>> BEGIN PROVIDED PASSAGE

Answering those questions may shed a bit more light your complicated relationship with that person.  Some of you may also find the above questions to be a guideline when figuring out your guest list too (we took a very similar method for our overall guest list too in order to cut it down to ensure an intimate affair).  Fortunately, in my case it was an easy answer in regards to my father.  But I know there are other Iceland destination wedding brides and grooms out there right now that might be struggling with a similar decision.  To be honest, Chris and I tend to let the rule of thumb be: no drama in all facets of our life.  It is not worth being stressed out on what should be the deemed the “happiest day of your life” because of a family member or friend.  Life is too short for that nonsense.  Instead, turn your focus to the positive people who will be there in Iceland supporting you on your big day!

Issue #2:  Who walks you down the aisle when you do not have a father to do so?

Because I chose to not have my father attend my Iceland wedding, it left 2 wedding customs open.  The first being, who would “walk me down the aisle” and the second, who would I honor with a dance at our Iceland wedding reception?  I had contemplated having my mother walk me down the aisle but I did not think she (or I) would be able to make it down the aisle without tearing up.  My future father-in-law also offered to walk me down the aisle but the more I thought about it I declined the sweet offer.  In the end, I thought it was ridicules that I even felt like I had to have someone walk me down the aisle.

The tradition itself roots from an old world tradition of arranged marriages where the family would “give away” the daughter to the husband and his family.  I instead chose to walk myself down our wedding aisle at Seljalandsfoss waterfall.  It was super surreal too; I remember every second… Jumping out of the Iceland super jeep, walking towards everyone I love, 60,000 pink rose petals, all eyes on me, how I paused and took a deep breath at the start of our aisle way, how my eyes locked onto Chris instantly, the exchange of smiles, and how my future happiness all flashed before my eyes.  For sure, one of my “somewhere in time wedding moments!

If you find yourself in a position like I was but do want someone to walk you down the aisle, I suggest you choose someone important to you.  After all, it is an honor for them to walk you down the aisle and a special memory you will forever cherish.  We have seen many of our local and destination brides (and grooms) choose their step father, mother, father-in-law, a grandfather, a brother, godfather, an uncle, cousin, best friend, or even a son (if applicable) and actually one couple even walked down the aisle together!  Shape your Iceland wedding ceremony walk exactly to what you are comfortable with; it is your big entrance!

Issue #3:  How do I honor my parents during the Iceland wedding weekend?

>> END PROVIDED PASSAGE

◆ EXERCISE TASK 1:
According to the passage, at which location did the writer walk down the wedding aisle?

>> BEGIN PROVIDED MATERIAL

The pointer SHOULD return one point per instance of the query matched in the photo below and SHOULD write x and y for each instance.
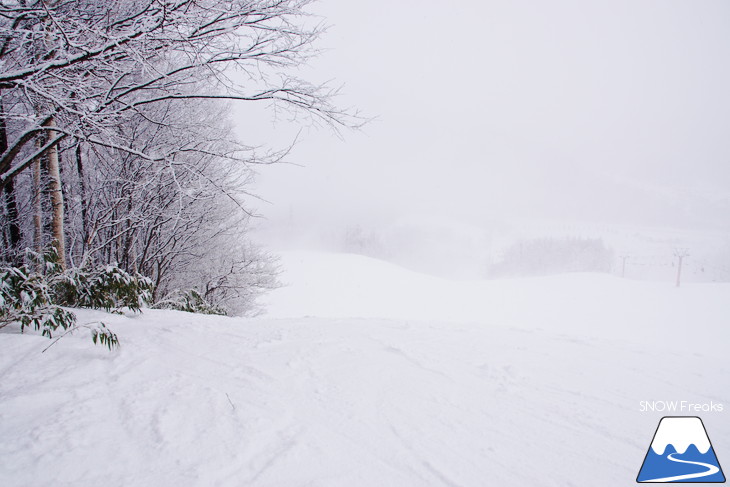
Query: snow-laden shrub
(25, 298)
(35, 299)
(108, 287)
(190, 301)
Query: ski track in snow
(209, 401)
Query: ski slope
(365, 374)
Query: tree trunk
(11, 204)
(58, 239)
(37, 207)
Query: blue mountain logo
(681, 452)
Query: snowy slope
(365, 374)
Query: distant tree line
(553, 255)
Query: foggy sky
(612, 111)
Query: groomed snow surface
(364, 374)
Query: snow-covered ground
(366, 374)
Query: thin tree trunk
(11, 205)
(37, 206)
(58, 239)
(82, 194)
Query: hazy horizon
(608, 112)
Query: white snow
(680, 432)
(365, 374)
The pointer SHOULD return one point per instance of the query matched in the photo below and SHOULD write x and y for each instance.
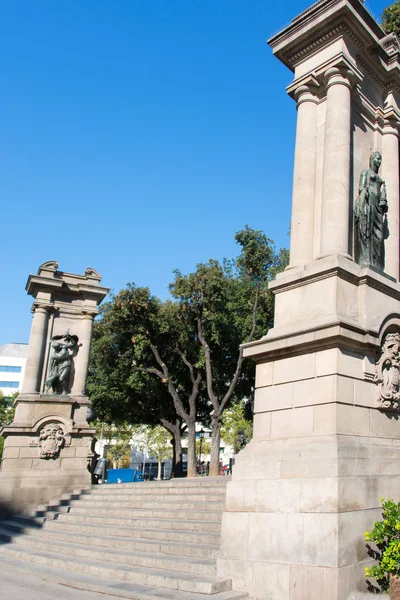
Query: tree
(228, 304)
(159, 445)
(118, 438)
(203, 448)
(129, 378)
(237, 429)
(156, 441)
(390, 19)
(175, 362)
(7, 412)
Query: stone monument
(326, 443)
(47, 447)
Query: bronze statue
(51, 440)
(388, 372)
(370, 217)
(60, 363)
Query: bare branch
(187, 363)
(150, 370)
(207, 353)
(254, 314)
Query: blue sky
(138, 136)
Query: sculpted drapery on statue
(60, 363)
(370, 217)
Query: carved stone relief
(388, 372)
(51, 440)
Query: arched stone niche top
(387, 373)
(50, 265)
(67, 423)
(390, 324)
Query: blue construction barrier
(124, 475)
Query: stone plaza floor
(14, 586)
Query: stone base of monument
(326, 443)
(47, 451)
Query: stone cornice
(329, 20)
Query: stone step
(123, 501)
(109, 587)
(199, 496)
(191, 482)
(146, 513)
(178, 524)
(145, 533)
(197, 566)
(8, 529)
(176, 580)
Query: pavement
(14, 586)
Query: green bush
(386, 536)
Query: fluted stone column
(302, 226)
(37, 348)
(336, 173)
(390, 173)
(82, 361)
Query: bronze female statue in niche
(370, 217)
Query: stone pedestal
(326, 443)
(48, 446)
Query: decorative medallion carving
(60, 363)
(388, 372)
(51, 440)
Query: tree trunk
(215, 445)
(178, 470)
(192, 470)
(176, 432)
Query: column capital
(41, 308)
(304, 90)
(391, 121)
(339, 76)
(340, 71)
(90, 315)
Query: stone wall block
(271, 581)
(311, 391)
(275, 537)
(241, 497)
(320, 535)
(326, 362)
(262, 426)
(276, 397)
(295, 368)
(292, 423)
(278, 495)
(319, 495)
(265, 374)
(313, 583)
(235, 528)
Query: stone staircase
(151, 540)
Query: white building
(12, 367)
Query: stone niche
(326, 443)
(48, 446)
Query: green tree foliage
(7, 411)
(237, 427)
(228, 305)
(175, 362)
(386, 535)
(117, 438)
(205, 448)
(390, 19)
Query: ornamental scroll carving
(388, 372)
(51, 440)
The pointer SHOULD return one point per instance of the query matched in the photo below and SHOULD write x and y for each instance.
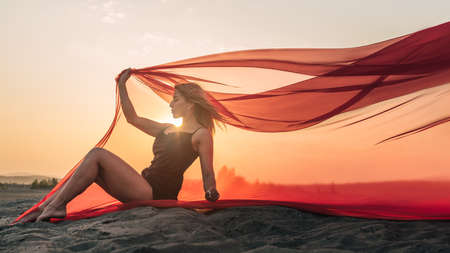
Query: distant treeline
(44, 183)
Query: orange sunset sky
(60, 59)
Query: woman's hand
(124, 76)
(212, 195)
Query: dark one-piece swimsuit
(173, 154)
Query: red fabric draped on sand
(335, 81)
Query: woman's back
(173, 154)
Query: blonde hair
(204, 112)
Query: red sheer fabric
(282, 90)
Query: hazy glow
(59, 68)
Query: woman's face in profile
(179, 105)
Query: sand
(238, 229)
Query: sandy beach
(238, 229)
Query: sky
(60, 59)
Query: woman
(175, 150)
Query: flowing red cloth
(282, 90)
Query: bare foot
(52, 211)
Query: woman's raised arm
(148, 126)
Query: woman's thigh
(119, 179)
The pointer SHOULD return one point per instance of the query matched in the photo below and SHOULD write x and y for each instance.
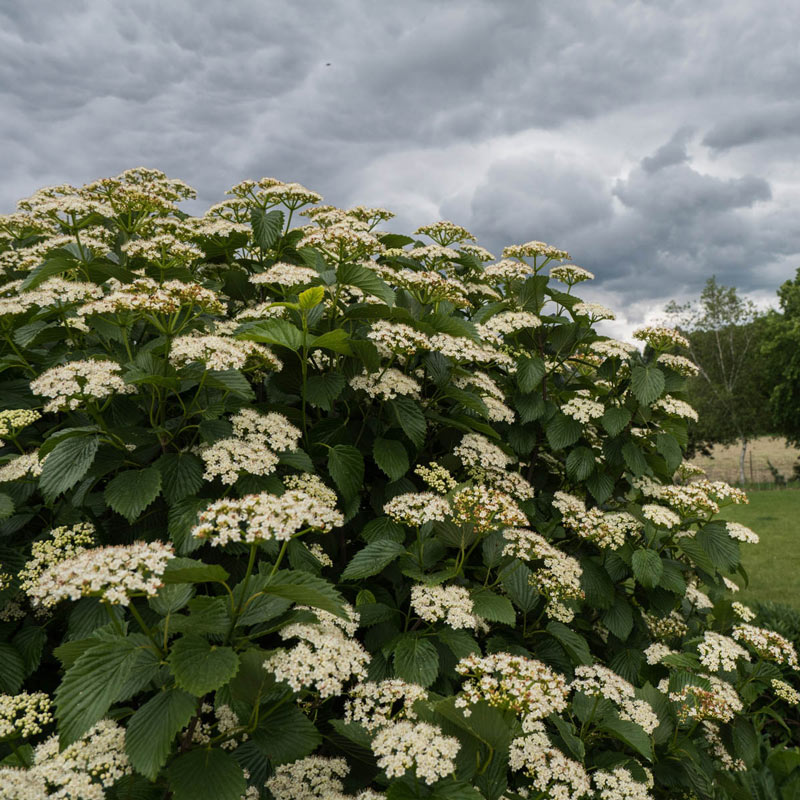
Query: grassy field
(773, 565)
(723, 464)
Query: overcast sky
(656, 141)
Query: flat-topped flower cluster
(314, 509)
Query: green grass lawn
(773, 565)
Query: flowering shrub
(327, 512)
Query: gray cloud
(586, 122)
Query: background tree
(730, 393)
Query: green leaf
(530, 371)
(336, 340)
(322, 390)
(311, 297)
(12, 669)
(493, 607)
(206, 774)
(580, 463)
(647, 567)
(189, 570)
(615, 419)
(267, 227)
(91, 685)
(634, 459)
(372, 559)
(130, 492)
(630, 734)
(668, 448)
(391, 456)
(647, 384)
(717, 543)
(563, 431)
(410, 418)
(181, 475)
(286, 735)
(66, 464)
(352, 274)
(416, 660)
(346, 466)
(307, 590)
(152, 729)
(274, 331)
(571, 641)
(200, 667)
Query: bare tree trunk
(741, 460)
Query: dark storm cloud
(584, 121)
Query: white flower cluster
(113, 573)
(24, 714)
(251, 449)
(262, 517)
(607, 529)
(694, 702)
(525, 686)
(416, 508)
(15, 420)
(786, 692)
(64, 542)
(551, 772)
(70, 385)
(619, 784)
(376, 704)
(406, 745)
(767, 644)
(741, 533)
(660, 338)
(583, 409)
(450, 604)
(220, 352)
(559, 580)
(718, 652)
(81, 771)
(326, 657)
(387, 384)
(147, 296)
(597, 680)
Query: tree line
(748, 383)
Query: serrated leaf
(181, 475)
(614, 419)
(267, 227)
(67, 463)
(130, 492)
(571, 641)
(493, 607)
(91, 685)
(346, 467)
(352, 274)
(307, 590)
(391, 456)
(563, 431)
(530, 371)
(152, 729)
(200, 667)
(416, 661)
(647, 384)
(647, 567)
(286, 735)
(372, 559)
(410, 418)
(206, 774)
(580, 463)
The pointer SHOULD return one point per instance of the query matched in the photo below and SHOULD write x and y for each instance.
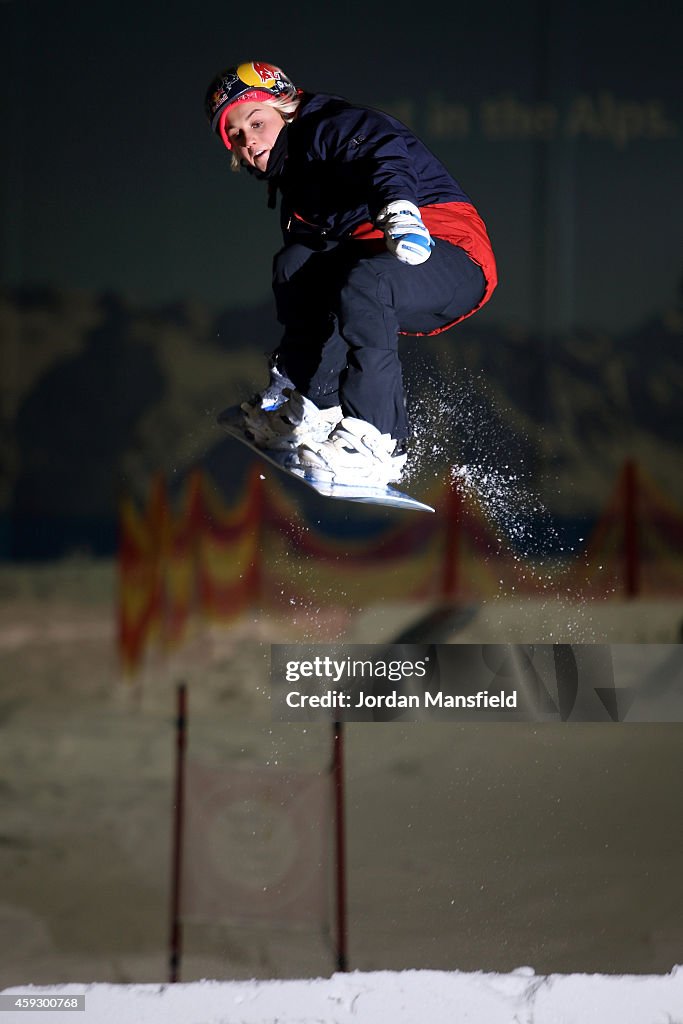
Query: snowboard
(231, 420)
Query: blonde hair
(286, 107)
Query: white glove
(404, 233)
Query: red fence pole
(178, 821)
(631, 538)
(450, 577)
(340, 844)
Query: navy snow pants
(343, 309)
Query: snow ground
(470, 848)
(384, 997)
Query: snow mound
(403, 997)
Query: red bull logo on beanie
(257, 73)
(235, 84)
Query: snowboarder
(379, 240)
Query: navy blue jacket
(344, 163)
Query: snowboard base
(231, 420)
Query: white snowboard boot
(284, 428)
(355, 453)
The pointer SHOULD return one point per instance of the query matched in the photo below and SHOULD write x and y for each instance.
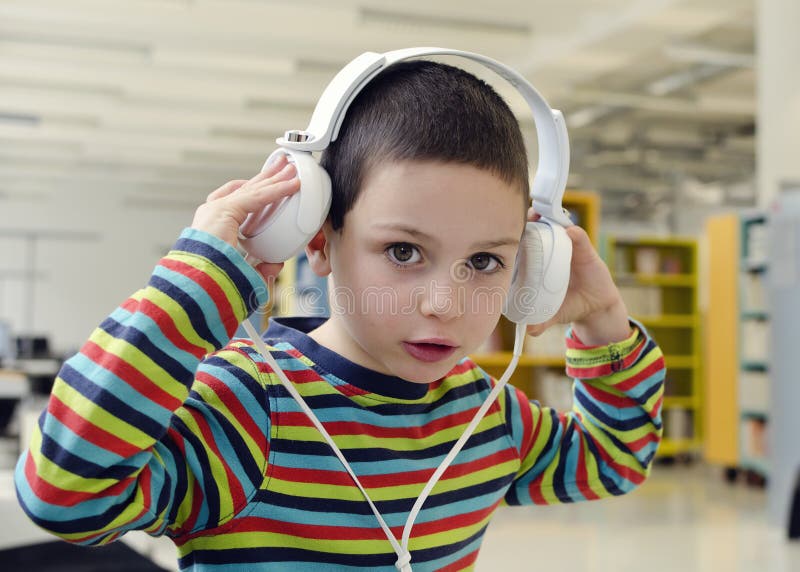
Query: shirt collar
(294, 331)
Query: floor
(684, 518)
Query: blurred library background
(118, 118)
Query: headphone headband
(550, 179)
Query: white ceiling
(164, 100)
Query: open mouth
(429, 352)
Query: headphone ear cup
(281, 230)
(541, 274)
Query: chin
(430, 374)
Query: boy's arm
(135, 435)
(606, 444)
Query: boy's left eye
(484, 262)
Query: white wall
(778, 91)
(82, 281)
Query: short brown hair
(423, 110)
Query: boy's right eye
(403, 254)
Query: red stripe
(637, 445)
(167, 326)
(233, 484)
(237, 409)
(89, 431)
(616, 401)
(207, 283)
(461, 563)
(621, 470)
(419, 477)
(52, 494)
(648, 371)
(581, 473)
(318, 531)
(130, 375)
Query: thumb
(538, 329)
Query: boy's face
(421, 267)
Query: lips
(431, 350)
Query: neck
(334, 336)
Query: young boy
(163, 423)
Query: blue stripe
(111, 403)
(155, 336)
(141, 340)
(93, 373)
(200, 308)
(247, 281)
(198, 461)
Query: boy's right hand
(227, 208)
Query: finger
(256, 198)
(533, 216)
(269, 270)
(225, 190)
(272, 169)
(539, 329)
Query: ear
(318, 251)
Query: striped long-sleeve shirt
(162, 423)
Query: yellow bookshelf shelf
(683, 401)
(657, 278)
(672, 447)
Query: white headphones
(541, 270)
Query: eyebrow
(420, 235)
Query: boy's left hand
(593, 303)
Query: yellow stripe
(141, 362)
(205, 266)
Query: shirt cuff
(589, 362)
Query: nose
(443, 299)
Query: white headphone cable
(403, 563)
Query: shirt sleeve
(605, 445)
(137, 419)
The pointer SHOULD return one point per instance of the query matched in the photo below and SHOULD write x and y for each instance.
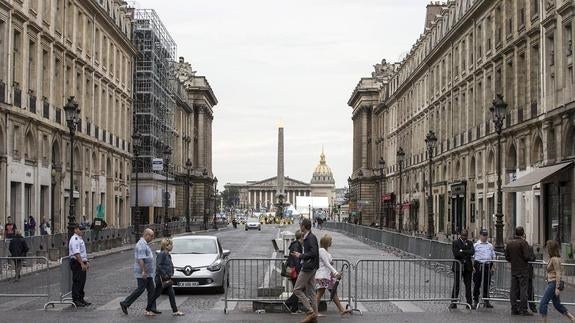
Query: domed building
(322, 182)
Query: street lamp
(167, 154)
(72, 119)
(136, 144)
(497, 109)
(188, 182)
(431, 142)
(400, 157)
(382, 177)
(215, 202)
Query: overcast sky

>> END PROVIDED MATERIAL

◆ EXERCISE TASK 2:
Show every line of the records that contains the word "left", treating case as significant.

◆ FULL SOLUTION 1:
At Seljalandsfoss waterfall.

◆ FULL SOLUTION 2:
Query: boy's left eye
Query: boy's left hand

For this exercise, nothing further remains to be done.